• [Extracted data]:
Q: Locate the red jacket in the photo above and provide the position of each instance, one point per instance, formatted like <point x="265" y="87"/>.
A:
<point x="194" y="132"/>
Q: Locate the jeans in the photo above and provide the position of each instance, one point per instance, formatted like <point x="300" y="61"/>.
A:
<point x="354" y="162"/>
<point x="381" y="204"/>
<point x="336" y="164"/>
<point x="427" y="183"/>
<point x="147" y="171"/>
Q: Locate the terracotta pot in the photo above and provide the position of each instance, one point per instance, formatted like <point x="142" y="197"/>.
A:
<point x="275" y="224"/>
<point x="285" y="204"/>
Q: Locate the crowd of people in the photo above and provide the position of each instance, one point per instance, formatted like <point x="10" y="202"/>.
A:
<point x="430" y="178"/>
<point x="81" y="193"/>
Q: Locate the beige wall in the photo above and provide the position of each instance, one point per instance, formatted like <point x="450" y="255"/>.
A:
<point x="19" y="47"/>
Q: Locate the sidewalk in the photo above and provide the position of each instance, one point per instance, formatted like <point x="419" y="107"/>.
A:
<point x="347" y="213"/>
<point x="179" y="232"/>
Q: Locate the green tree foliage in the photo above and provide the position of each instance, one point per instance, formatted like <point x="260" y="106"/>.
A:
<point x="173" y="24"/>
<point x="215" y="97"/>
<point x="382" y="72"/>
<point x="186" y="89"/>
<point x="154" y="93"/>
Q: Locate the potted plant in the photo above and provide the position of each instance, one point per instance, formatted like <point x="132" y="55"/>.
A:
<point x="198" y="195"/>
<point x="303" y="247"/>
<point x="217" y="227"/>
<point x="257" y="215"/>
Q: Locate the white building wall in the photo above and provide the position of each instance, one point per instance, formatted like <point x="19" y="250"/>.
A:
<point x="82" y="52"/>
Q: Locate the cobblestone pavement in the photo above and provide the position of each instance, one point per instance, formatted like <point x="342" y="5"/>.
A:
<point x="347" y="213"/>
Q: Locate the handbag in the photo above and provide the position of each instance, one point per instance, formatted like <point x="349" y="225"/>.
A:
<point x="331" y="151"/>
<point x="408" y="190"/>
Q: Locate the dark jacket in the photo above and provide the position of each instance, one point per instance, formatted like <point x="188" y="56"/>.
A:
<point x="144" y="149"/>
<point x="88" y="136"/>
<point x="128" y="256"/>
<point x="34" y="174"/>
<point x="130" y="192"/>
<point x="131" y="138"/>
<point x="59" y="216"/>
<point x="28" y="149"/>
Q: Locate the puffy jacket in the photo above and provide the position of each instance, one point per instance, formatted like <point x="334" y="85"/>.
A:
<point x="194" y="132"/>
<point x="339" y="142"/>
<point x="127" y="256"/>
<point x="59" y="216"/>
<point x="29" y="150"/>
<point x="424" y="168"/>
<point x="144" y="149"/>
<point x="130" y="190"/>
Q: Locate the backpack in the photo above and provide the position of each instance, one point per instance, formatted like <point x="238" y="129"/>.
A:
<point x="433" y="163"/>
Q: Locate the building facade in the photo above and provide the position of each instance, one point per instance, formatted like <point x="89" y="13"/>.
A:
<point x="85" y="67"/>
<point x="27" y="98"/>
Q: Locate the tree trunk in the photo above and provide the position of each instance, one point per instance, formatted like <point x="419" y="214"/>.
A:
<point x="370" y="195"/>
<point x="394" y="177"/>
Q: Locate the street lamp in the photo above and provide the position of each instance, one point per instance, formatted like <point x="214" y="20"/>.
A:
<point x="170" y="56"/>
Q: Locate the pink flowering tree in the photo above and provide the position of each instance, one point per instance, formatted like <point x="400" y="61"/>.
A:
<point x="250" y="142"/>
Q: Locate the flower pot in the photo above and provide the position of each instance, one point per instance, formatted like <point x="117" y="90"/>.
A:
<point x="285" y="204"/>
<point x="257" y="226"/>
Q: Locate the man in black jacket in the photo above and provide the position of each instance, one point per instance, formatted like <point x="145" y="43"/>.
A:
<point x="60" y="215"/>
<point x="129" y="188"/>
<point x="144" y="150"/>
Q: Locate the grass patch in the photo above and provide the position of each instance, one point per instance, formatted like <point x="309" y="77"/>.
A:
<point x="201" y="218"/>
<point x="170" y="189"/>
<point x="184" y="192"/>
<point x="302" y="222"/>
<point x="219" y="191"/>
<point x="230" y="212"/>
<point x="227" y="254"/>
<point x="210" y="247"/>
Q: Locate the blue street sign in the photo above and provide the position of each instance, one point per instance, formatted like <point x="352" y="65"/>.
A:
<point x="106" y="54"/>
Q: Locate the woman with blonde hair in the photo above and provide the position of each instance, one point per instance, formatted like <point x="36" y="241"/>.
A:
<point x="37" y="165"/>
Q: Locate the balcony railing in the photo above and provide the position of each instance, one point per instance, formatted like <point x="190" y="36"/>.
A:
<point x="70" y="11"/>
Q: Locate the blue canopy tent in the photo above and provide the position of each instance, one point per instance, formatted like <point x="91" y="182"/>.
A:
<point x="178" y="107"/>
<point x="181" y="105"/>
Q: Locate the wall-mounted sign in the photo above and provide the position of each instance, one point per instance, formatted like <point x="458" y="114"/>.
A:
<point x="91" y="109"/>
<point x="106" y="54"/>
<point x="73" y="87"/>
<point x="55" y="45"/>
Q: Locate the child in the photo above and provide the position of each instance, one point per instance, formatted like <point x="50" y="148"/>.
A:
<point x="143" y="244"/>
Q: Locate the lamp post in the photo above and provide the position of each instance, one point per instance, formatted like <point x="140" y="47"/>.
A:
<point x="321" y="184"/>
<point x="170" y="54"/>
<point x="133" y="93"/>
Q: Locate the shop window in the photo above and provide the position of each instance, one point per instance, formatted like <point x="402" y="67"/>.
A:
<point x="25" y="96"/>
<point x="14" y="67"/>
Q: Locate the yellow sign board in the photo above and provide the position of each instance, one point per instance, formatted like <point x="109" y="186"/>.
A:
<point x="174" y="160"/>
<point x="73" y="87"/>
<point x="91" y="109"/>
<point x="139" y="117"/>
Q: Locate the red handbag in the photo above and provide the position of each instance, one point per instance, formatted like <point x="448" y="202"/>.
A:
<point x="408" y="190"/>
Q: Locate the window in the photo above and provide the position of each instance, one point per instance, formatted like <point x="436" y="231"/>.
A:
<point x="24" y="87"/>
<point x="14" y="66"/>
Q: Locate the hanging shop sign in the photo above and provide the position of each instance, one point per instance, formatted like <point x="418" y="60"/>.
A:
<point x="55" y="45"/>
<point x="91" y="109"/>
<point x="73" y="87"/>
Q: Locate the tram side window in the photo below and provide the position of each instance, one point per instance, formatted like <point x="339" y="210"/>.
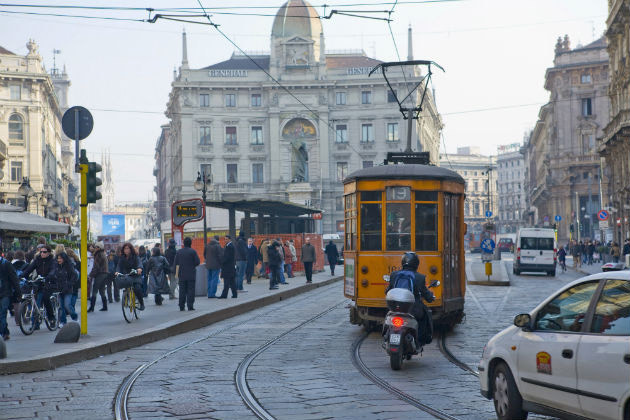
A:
<point x="426" y="227"/>
<point x="371" y="225"/>
<point x="398" y="230"/>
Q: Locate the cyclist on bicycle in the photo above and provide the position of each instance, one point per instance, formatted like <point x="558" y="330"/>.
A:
<point x="43" y="264"/>
<point x="129" y="261"/>
<point x="65" y="277"/>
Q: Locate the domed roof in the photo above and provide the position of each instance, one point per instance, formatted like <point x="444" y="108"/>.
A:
<point x="297" y="18"/>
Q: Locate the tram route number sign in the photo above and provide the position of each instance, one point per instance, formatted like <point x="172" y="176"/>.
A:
<point x="187" y="211"/>
<point x="487" y="245"/>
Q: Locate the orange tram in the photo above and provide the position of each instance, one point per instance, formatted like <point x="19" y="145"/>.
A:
<point x="392" y="209"/>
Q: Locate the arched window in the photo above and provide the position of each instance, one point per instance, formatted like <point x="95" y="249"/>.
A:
<point x="16" y="127"/>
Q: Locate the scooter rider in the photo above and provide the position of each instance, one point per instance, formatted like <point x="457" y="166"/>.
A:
<point x="410" y="263"/>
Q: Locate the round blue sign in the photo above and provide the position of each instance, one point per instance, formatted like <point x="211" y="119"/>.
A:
<point x="487" y="245"/>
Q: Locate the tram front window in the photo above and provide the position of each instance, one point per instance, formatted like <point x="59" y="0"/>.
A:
<point x="371" y="225"/>
<point x="426" y="227"/>
<point x="398" y="233"/>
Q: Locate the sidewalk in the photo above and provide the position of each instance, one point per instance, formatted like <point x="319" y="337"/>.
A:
<point x="108" y="332"/>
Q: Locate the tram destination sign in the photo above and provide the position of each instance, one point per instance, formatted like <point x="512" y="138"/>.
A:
<point x="187" y="211"/>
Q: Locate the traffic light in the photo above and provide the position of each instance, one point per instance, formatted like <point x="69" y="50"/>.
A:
<point x="92" y="182"/>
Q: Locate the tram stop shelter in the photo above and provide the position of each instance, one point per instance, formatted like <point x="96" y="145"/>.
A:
<point x="272" y="216"/>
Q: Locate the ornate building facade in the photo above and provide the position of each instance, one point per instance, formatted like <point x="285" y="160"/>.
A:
<point x="30" y="127"/>
<point x="511" y="190"/>
<point x="289" y="141"/>
<point x="563" y="173"/>
<point x="480" y="174"/>
<point x="615" y="145"/>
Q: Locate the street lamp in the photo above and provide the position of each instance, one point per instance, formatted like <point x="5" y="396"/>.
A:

• [Brief]: The reply must consist solely of the lines from the one containing "Q: Locate the ornate" through the last line of the data, reproduced exactly.

• [Expected answer]:
Q: Locate the ornate building facade in the photo above and provide the position of each instance, one point per instance, formatted like <point x="285" y="160"/>.
A:
<point x="30" y="127"/>
<point x="511" y="190"/>
<point x="289" y="141"/>
<point x="563" y="173"/>
<point x="480" y="174"/>
<point x="615" y="145"/>
Q: Locate the street lamp in the photo above and provide the position of each instance, one point per instance, formatted like <point x="5" y="396"/>.
A:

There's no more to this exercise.